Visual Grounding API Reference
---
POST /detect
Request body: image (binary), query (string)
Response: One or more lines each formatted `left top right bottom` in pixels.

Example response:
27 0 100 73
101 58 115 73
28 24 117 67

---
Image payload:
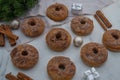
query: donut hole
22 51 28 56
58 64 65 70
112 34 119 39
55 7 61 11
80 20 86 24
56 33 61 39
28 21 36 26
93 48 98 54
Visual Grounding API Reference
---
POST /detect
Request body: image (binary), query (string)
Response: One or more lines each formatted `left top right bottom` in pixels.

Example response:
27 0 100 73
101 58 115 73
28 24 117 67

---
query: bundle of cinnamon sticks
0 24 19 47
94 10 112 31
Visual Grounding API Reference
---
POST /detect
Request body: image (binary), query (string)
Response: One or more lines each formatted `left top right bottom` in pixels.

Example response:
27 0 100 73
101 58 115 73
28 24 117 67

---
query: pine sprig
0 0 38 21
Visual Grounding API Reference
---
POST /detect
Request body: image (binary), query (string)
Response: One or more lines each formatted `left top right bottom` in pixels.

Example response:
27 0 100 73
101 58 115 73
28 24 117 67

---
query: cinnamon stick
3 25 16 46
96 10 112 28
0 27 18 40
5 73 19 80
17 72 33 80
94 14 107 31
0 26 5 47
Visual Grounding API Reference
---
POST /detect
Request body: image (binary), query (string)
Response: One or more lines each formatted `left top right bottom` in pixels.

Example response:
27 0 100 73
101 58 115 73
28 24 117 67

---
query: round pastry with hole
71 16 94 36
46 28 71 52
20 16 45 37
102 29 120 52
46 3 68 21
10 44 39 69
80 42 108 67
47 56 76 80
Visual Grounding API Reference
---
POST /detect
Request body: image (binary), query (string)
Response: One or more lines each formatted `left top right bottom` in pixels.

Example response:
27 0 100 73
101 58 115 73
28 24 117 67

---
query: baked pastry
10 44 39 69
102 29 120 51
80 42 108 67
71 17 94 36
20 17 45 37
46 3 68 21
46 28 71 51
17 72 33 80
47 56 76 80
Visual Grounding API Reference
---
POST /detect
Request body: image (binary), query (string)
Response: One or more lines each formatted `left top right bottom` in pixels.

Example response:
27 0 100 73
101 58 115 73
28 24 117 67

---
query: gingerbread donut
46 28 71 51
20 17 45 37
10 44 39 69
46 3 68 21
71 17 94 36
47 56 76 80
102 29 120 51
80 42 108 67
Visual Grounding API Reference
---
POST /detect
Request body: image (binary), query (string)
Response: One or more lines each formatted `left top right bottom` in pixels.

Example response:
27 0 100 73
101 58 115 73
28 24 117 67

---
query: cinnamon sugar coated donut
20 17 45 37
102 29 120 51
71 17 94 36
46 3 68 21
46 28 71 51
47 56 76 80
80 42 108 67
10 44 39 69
* * *
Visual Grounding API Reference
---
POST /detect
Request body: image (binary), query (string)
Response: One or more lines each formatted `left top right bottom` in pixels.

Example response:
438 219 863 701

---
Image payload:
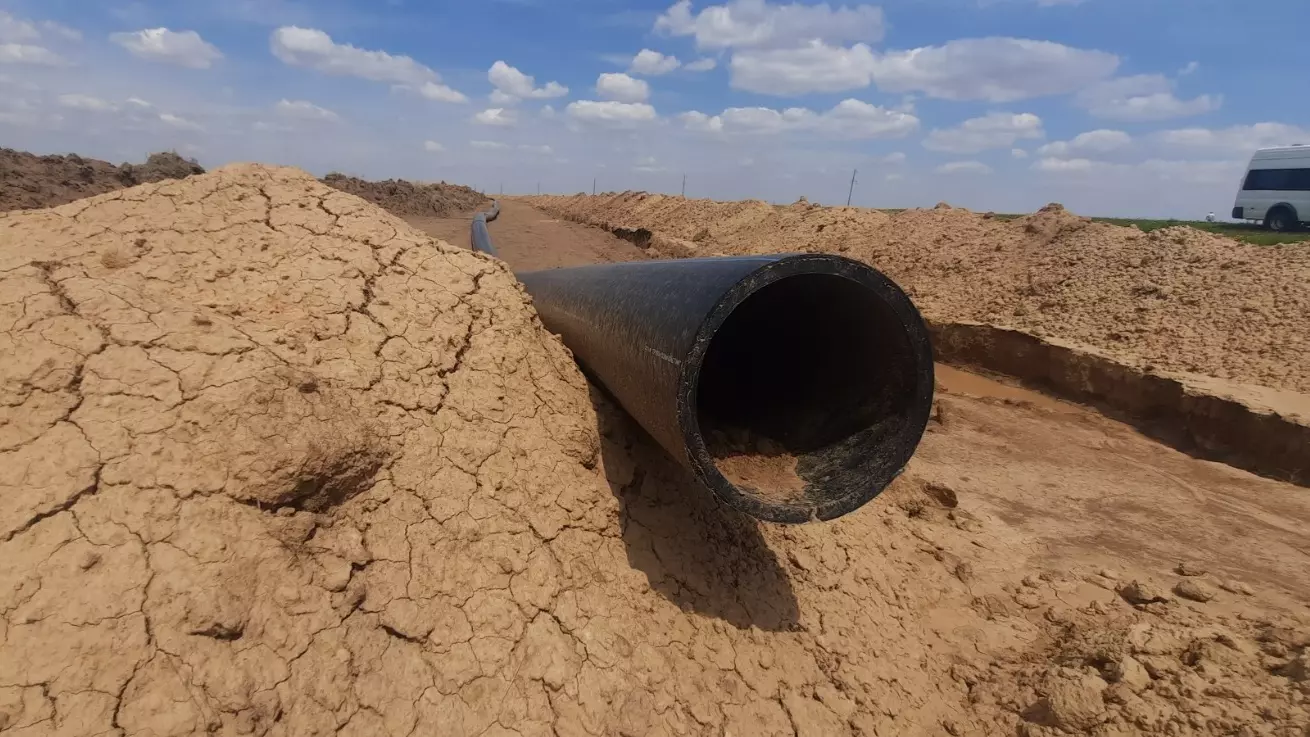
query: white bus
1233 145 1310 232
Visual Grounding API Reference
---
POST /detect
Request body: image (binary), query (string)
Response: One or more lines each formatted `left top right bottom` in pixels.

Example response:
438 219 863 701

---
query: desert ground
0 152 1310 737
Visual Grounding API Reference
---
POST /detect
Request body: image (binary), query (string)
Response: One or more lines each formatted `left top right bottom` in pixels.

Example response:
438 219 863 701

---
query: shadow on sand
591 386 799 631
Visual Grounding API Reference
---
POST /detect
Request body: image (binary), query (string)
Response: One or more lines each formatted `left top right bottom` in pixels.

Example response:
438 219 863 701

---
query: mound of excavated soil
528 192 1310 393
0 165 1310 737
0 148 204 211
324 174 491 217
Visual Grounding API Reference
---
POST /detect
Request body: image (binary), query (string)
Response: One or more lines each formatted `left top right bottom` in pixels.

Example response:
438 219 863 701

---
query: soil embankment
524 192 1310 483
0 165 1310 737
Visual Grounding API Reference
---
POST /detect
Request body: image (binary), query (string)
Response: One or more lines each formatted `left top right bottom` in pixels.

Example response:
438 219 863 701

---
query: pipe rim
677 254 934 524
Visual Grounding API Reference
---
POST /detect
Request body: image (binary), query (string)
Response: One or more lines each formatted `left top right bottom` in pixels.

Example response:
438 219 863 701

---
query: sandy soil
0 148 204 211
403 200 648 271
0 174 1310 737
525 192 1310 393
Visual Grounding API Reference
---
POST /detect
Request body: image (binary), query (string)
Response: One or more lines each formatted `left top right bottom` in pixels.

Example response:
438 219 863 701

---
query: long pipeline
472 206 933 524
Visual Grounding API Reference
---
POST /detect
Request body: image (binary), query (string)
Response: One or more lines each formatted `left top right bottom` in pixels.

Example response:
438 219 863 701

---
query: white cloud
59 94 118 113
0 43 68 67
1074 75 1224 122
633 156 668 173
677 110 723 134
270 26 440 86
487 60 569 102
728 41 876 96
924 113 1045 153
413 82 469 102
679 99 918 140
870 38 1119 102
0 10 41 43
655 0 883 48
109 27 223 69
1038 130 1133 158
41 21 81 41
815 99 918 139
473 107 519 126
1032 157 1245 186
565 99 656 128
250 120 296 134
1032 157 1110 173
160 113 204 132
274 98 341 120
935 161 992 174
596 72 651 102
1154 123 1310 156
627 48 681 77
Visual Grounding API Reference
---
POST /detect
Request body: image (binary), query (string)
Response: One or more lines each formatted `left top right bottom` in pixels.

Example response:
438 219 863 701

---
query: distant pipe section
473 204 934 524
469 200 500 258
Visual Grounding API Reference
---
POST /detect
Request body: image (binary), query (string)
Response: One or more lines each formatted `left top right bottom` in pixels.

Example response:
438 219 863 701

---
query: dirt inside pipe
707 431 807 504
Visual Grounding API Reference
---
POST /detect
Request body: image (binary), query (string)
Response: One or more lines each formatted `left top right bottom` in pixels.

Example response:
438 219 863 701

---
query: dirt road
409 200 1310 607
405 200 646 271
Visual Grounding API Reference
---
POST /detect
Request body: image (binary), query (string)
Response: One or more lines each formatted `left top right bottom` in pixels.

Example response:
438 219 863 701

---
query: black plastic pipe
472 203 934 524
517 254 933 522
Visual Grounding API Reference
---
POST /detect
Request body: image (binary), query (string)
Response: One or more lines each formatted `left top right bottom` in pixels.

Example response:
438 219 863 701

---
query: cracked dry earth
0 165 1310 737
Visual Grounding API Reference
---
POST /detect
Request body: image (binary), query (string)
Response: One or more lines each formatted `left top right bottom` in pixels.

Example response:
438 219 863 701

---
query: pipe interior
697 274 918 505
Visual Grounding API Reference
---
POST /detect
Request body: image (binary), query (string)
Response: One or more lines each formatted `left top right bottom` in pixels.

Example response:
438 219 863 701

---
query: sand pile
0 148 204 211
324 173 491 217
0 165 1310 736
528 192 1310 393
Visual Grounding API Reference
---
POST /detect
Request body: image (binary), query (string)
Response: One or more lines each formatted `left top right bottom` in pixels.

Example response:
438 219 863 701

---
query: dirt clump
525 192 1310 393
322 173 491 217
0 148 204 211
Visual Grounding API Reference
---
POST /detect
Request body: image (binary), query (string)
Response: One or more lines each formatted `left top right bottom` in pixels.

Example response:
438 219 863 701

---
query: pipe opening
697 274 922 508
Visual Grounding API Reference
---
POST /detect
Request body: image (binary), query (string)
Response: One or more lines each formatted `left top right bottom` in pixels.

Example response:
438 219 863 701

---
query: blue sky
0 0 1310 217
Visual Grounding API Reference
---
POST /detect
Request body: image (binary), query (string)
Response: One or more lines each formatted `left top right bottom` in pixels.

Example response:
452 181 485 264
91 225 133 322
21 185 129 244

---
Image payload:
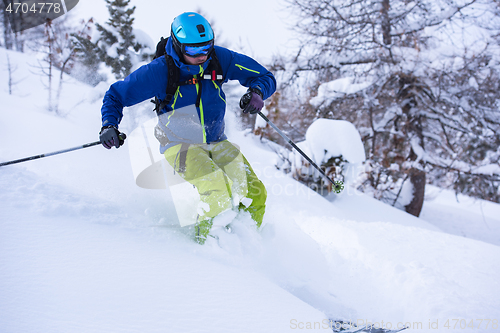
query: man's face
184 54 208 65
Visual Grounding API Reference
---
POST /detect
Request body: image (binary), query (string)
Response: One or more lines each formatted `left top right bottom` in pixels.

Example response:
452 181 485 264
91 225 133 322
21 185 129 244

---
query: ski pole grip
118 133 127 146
==
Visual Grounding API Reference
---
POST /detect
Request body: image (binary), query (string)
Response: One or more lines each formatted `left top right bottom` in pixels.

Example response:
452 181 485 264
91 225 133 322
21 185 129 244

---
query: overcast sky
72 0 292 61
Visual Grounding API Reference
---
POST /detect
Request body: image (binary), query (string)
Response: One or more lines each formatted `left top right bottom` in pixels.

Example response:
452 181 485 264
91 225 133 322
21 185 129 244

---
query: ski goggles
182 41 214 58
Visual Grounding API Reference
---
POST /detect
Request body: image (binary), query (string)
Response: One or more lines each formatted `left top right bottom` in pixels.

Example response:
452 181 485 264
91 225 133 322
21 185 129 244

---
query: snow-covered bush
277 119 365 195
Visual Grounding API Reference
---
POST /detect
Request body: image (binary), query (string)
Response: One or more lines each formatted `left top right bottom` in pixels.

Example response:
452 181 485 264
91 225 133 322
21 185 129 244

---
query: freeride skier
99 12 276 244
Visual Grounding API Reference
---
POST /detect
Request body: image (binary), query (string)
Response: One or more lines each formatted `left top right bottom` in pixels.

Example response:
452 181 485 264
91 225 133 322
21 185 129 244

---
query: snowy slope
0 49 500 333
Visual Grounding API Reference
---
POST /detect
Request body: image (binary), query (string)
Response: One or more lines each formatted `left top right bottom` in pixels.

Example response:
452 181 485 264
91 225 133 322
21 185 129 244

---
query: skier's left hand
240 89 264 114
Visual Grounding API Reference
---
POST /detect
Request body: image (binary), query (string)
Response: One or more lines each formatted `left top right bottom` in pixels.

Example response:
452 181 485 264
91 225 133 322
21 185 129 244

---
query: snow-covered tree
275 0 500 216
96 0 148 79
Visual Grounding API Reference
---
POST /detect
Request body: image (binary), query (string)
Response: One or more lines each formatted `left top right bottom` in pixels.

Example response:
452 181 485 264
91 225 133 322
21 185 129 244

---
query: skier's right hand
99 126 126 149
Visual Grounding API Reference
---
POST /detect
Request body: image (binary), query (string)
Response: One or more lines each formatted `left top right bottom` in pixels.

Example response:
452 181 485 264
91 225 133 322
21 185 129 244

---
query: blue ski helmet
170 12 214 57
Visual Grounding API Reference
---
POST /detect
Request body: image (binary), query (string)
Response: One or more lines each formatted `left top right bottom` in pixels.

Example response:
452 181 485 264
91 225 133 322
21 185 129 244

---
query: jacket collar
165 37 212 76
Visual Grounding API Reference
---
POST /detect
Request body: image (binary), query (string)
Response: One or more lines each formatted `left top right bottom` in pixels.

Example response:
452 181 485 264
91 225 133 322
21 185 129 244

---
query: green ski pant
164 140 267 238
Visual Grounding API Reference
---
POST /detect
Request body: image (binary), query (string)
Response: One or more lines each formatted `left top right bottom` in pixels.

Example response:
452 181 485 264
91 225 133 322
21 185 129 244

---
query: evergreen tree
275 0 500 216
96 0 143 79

Aim:
Show each line of the data above that contains the string "skier".

Task answer:
query: freeride skier
query: skier's left hand
query: skier's right hand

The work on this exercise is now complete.